GIVEN PASSAGE:
┌────────

Victor Li, Maximilian Quixk, Moritz Funck
Städtebauliche Vertiefung, CHORA, 2016

The prototype using ‘shape memory alloy springs’ presents a first prototype for a shading device. It derived from a series of folding tectonics, slotting in the hinges, steel springs and copper wiring between the dual layers of the flaps and base. From the previous prototype of developing only a single wings, now six wings had to be integrated with each other to create a closed circuit to centralise the reaction to an external heat source for a uniform opening and closing movement. To achieve this a loop of copper wire is strung through the punctures in the bottom layer of the flaps as mentioned previously above, then the SMA springs are tied from one wing to the successive wing. The pattern created by this connection once again emerges a hexagonal shape although in a different orientation and scale to the hexagonal arrangement of the wings. The material used to construct the final shading device prototype is largely decided upon the idea pairing with the high-tech, limited accessibility and high cost of the SMA springs with something much more relatively low-tech, that is accessible and affordable. This is in order to inspire more DIY projects to encourage and promote the capacity of SMAs to change our daily life from the bottom up. Thus MDF sheets were used to create the structure of the final prototype, but if the shading device was to be built for commercial application lightweight metal or even bioplastics would be much more recommendable.

└────────

AIM A:
Select every line of the records below that contains the word "mountain", treating uppercase and lowercase letters as distinct.

RECORDS FOR THIS EXERCISE:
┌────────

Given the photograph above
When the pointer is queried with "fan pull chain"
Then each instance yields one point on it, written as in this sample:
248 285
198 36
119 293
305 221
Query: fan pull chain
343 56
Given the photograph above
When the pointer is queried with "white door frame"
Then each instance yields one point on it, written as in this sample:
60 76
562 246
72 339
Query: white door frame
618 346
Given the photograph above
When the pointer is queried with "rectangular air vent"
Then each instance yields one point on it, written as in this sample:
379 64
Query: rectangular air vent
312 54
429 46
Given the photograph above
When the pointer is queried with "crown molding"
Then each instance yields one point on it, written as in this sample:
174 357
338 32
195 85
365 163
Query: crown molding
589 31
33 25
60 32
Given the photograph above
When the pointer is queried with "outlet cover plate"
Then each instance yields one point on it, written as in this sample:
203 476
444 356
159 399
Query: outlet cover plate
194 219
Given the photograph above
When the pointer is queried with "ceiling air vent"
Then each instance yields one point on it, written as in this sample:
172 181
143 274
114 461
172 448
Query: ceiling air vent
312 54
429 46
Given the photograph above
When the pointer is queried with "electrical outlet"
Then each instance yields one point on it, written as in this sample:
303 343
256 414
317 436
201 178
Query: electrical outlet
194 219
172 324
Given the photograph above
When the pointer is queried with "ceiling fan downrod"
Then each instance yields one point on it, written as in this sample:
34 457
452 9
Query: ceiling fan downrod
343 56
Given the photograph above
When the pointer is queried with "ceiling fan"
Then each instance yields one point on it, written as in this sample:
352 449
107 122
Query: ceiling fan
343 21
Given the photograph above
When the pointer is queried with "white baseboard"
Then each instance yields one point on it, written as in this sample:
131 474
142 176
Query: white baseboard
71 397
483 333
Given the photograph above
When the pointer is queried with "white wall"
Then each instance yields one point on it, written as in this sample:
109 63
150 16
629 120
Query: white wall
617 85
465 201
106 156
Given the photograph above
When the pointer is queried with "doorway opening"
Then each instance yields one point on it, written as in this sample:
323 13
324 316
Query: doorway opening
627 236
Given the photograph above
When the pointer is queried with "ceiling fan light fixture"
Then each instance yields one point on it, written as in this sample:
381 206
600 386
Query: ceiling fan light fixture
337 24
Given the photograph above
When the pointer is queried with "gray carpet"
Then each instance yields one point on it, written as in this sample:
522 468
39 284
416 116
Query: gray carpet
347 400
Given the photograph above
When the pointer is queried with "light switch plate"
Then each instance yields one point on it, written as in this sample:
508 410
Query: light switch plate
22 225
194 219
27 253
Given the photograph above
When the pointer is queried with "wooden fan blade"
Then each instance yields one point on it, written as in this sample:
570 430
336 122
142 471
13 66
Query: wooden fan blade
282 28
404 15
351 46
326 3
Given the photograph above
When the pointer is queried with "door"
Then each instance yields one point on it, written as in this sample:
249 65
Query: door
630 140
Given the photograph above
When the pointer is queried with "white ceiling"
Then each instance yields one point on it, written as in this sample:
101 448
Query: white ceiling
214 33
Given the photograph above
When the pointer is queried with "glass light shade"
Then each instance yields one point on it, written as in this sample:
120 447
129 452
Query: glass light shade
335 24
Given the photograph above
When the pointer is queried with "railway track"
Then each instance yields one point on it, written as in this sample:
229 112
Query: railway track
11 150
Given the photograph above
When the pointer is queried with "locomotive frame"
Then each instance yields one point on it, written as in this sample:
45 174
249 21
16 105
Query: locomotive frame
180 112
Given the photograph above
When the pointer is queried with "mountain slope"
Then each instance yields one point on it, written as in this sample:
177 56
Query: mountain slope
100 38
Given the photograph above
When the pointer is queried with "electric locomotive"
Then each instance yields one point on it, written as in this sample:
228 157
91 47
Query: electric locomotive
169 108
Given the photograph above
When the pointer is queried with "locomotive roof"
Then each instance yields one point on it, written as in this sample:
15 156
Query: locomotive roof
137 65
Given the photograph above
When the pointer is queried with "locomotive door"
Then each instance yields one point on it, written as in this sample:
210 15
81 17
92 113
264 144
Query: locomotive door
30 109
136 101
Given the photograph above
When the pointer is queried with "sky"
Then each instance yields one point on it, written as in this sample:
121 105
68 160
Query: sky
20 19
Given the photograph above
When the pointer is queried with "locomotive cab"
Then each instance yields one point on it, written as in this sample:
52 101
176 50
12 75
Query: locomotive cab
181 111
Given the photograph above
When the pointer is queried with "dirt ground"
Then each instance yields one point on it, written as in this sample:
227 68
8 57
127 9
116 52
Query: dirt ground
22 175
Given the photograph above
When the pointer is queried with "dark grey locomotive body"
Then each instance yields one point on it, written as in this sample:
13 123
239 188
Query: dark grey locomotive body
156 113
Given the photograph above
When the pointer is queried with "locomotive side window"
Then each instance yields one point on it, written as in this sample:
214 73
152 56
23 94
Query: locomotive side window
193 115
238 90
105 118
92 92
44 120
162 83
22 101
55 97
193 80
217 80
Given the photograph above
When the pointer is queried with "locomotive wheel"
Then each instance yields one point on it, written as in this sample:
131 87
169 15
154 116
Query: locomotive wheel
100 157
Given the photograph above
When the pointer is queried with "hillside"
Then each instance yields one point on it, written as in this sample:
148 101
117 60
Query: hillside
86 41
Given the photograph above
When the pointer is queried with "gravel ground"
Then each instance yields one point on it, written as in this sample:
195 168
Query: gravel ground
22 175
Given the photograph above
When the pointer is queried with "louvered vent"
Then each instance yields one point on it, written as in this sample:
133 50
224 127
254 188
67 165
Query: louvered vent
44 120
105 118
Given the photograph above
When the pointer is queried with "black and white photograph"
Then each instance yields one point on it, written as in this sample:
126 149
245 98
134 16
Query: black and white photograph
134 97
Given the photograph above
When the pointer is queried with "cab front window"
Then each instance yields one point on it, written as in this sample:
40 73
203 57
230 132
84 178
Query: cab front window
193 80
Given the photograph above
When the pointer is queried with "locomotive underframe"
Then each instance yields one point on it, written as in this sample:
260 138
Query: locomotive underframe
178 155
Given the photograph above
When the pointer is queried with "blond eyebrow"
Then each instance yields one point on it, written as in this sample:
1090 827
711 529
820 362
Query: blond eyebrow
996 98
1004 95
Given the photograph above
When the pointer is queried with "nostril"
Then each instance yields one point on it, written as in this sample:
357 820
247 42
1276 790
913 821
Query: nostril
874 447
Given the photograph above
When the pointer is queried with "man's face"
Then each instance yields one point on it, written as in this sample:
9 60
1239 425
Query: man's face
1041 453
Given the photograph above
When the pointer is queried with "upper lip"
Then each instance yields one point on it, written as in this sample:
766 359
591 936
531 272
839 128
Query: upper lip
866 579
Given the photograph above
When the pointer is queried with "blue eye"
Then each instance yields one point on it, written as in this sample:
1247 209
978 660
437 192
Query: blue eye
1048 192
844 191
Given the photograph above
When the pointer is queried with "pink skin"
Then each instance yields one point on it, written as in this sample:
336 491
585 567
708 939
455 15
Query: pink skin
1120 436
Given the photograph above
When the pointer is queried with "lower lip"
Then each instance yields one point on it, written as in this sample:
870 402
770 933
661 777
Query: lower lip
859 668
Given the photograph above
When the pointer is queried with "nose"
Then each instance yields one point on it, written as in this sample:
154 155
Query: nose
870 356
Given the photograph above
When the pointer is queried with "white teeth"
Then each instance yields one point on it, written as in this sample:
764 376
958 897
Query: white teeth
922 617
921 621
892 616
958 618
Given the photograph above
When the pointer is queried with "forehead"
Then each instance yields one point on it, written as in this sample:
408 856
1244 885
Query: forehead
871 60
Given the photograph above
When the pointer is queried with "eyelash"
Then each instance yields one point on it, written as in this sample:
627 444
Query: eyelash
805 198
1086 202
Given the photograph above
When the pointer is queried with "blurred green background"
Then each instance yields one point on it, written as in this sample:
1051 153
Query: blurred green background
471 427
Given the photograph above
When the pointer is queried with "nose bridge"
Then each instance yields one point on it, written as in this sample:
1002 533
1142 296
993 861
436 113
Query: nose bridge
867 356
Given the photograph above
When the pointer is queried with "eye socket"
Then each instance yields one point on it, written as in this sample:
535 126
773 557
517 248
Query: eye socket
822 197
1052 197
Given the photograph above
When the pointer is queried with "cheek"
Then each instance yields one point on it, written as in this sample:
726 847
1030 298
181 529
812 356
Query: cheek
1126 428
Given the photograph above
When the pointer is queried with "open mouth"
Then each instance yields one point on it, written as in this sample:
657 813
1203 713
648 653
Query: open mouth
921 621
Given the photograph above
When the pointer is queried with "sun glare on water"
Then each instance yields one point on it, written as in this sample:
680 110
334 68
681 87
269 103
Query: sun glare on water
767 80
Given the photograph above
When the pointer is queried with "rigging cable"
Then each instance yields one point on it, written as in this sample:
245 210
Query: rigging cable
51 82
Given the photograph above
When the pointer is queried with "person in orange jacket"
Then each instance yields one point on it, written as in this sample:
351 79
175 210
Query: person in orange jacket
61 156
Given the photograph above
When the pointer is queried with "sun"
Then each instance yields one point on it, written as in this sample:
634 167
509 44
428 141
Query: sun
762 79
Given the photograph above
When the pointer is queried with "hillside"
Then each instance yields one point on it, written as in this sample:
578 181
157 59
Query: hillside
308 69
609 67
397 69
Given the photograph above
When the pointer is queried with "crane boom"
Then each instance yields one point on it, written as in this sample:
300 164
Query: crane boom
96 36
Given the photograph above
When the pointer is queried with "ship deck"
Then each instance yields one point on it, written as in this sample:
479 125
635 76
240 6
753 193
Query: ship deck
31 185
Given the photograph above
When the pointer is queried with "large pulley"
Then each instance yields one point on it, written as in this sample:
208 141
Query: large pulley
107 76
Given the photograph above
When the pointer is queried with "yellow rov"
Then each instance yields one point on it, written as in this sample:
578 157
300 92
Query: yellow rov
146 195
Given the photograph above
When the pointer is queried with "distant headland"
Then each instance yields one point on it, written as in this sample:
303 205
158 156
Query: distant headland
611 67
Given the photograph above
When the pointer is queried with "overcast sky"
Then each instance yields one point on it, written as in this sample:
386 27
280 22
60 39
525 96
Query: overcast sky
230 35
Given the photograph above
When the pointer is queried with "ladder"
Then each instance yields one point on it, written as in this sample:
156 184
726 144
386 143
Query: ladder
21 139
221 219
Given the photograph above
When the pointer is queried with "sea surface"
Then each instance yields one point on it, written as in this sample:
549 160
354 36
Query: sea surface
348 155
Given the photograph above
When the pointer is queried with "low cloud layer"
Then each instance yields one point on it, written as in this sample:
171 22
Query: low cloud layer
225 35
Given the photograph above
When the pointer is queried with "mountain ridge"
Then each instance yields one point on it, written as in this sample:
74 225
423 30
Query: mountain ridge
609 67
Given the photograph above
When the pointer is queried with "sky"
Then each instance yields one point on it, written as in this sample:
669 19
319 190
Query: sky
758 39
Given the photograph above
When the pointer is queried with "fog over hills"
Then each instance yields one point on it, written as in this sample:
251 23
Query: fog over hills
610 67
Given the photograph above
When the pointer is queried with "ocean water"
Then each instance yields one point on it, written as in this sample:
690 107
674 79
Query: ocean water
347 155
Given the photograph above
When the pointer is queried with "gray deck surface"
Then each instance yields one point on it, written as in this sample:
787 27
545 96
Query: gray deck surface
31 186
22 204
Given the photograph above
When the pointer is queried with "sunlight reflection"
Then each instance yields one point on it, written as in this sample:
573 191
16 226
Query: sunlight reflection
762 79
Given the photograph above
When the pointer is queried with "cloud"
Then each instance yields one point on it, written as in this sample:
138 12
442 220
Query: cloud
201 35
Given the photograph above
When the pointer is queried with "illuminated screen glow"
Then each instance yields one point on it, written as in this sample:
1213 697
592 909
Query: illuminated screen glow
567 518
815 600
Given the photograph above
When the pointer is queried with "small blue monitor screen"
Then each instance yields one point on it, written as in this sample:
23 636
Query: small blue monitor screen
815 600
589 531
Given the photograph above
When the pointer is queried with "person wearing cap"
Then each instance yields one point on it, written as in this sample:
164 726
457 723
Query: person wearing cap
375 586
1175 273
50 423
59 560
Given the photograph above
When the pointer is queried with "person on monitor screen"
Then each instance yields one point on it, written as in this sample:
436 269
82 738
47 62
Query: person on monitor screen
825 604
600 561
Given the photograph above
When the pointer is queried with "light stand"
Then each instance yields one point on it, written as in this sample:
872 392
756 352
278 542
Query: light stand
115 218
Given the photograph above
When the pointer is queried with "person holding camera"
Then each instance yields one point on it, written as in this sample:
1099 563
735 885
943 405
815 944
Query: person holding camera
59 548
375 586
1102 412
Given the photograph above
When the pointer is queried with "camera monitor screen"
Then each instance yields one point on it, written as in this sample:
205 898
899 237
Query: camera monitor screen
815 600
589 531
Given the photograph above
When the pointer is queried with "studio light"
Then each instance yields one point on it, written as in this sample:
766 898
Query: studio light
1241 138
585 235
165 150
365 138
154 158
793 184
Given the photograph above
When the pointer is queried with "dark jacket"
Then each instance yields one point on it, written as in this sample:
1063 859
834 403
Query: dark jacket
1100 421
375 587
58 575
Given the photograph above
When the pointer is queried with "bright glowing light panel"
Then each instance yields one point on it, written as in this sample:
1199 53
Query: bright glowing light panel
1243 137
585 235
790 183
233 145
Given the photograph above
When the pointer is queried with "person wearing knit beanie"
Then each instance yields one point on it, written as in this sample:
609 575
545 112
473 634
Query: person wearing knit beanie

└────────

AIM B:
According to the shading device text, which materials would be much more recommendable if the device were built for commercial application?

FULL ANSWER A:
When the pointer is queried with "mountain slope"
Query: mountain slope
When the pointer is queried with "mountain ridge"
Query: mountain ridge

FULL ANSWER B:
Lightweight metal or even bioplastics.